# RECORDS FOR THE TASK
=-=-=-=-=

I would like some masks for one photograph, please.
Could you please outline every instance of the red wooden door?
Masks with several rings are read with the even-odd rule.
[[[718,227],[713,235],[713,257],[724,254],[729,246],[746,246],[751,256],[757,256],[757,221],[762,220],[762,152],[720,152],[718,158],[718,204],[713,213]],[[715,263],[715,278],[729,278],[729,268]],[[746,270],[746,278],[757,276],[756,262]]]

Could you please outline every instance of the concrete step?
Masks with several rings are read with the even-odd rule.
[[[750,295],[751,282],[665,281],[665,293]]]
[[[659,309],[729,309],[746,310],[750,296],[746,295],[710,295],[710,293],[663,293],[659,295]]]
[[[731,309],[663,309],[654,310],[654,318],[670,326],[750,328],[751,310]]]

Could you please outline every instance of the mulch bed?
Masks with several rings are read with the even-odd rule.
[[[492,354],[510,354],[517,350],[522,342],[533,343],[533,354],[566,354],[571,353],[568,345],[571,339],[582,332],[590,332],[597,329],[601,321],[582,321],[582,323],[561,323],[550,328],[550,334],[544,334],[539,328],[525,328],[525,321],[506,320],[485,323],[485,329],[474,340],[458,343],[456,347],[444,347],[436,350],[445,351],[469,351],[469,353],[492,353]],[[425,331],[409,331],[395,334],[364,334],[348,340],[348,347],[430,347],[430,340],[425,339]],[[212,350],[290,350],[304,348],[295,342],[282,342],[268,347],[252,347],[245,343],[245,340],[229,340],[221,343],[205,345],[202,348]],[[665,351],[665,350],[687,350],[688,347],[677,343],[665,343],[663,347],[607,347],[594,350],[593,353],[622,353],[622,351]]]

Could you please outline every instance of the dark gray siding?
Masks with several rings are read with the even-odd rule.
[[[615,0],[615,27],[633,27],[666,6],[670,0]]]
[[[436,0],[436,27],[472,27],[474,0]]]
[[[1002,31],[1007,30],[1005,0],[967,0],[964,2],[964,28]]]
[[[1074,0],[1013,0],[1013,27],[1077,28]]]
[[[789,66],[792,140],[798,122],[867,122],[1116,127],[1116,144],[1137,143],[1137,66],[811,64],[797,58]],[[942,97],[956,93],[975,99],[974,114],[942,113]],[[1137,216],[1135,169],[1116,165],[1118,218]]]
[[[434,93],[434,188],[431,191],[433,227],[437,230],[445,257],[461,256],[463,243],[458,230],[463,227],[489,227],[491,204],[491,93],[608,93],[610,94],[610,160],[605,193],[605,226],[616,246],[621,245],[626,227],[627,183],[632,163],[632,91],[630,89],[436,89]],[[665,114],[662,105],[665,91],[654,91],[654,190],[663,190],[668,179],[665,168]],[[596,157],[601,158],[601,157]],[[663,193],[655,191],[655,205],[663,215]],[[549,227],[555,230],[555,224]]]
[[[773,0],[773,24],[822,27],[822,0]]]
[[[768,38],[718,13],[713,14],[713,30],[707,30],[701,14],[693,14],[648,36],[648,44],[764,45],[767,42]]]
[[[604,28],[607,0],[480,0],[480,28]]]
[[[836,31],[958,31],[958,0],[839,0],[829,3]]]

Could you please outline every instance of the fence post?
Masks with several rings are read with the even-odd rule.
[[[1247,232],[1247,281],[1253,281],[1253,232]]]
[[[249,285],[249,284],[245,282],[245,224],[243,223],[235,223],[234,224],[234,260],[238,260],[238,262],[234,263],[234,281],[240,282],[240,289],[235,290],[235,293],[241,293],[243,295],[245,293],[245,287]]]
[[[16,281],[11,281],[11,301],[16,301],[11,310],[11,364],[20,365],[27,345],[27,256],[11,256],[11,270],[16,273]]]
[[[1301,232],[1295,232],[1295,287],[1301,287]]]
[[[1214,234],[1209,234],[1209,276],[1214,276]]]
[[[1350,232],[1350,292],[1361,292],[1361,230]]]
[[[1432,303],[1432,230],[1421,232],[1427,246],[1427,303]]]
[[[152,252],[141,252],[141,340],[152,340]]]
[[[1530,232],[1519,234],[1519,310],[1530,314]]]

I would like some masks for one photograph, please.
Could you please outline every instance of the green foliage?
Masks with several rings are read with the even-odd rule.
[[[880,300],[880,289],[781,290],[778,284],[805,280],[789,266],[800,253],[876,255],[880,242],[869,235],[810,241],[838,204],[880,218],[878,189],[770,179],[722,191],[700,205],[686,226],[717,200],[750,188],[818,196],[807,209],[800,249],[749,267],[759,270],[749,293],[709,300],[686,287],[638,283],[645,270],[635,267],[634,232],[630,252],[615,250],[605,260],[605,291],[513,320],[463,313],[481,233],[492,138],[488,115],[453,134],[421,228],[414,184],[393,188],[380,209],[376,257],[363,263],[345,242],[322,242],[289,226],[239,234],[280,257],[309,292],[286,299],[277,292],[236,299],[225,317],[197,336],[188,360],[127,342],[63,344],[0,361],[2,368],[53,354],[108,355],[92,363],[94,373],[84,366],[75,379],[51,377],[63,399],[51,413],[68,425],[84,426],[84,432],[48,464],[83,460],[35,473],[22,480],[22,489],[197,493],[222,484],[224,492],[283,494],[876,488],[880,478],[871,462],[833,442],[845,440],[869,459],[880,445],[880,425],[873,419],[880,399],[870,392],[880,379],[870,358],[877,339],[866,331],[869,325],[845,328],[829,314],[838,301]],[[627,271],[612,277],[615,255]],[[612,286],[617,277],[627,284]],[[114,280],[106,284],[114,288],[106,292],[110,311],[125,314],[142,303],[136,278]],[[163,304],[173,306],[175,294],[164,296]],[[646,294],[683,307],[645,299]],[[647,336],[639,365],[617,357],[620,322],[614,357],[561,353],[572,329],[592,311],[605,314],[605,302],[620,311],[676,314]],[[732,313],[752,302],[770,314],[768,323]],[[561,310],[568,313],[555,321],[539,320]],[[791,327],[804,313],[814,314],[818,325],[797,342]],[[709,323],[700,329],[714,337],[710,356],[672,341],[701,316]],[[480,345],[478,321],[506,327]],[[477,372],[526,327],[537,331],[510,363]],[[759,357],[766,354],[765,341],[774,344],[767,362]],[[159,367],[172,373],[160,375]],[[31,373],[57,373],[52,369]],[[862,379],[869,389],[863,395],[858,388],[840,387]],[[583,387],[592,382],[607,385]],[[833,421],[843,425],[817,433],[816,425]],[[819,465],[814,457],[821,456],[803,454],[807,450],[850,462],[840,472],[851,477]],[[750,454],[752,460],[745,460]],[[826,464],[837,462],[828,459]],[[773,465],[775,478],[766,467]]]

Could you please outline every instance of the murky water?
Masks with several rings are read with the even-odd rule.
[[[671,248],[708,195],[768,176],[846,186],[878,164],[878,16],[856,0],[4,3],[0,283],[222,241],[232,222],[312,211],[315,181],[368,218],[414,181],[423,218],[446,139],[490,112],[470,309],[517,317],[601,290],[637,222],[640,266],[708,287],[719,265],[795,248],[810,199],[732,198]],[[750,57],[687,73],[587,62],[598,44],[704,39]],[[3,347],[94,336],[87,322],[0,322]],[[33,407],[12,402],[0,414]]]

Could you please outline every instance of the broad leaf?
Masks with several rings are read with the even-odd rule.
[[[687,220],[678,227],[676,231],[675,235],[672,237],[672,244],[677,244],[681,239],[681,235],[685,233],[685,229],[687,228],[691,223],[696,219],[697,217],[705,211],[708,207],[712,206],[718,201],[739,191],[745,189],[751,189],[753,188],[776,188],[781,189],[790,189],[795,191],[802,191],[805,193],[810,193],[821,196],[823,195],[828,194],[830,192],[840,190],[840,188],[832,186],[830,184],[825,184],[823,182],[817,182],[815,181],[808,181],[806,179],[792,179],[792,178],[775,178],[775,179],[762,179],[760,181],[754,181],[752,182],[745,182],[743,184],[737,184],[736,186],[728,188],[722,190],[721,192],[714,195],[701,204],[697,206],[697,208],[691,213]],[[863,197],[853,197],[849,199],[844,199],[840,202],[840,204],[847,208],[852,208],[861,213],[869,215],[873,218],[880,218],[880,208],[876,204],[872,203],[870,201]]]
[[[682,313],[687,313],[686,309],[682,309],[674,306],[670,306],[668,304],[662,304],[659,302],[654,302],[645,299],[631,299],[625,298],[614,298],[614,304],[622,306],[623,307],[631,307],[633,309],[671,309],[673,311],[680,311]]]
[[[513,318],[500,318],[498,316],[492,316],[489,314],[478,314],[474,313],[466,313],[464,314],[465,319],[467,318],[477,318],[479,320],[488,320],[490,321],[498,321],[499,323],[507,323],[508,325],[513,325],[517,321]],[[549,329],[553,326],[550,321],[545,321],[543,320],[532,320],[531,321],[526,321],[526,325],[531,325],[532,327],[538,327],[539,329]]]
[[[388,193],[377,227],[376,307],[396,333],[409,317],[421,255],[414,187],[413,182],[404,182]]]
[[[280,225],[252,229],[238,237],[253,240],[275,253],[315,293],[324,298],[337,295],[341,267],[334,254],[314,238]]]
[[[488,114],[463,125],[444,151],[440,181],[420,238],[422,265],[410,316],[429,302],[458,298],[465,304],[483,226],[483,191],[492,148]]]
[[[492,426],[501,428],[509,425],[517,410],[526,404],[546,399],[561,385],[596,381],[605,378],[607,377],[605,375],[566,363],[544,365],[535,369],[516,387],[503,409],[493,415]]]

=-=-=-=-=

# EXERCISE PROMPT
Can you reproduce, character for character, everything in the material above from the line containing "Could you please outline every instance of the mulch" down to the line containing "[[[836,31],[958,31],[958,0],[839,0],[829,3]]]", with both of those lines included?

# PROBLEM SOLUTION
Could you please outline every instance of the mulch bed?
Masks with several rings are read with the even-odd rule.
[[[492,354],[510,354],[517,350],[522,342],[533,343],[533,354],[566,354],[571,353],[568,345],[571,339],[582,332],[590,332],[597,329],[601,321],[582,321],[582,323],[561,323],[550,328],[550,334],[544,334],[539,328],[525,328],[525,321],[506,320],[485,323],[485,329],[474,340],[458,343],[456,347],[444,347],[436,350],[445,351],[469,351],[469,353],[492,353]],[[425,331],[409,331],[395,334],[364,334],[348,340],[348,347],[430,347],[430,340],[425,339]],[[212,350],[290,350],[304,348],[295,342],[282,342],[268,347],[252,347],[245,343],[245,340],[229,340],[221,343],[205,345],[202,348]],[[665,351],[665,350],[687,350],[688,347],[677,343],[665,343],[663,347],[607,347],[594,350],[593,353],[622,353],[622,351]]]

Could you please outline every instance of the dark gray siding?
Masks with several rings are read with the even-odd rule.
[[[615,0],[615,27],[633,27],[666,6],[670,0]]]
[[[436,0],[436,27],[472,27],[474,0]]]
[[[1002,31],[1007,30],[1005,0],[967,0],[964,2],[964,28]]]
[[[1074,0],[1013,0],[1013,27],[1077,28]]]
[[[789,66],[792,140],[798,122],[867,122],[1116,127],[1116,144],[1137,143],[1137,66],[811,64],[797,58]],[[942,97],[956,93],[975,99],[974,114],[942,113]],[[1137,216],[1135,169],[1116,165],[1118,218]]]
[[[434,93],[434,188],[431,191],[433,227],[437,230],[445,257],[461,256],[463,243],[458,230],[463,227],[489,227],[491,204],[491,93],[608,93],[610,94],[610,160],[605,193],[605,226],[616,246],[621,245],[626,227],[627,183],[632,163],[632,91],[630,89],[436,89]],[[665,114],[662,105],[665,91],[654,91],[654,190],[663,190],[668,179],[665,168]],[[596,157],[601,158],[601,157]],[[663,193],[655,191],[655,205],[663,215]],[[549,227],[555,230],[555,224]]]
[[[773,0],[773,24],[822,27],[822,0]]]
[[[768,38],[718,13],[713,14],[713,30],[707,30],[701,14],[693,14],[648,36],[648,44],[764,45],[767,42]]]
[[[604,28],[607,0],[480,0],[480,28]]]
[[[836,31],[958,31],[958,0],[839,0],[829,3]]]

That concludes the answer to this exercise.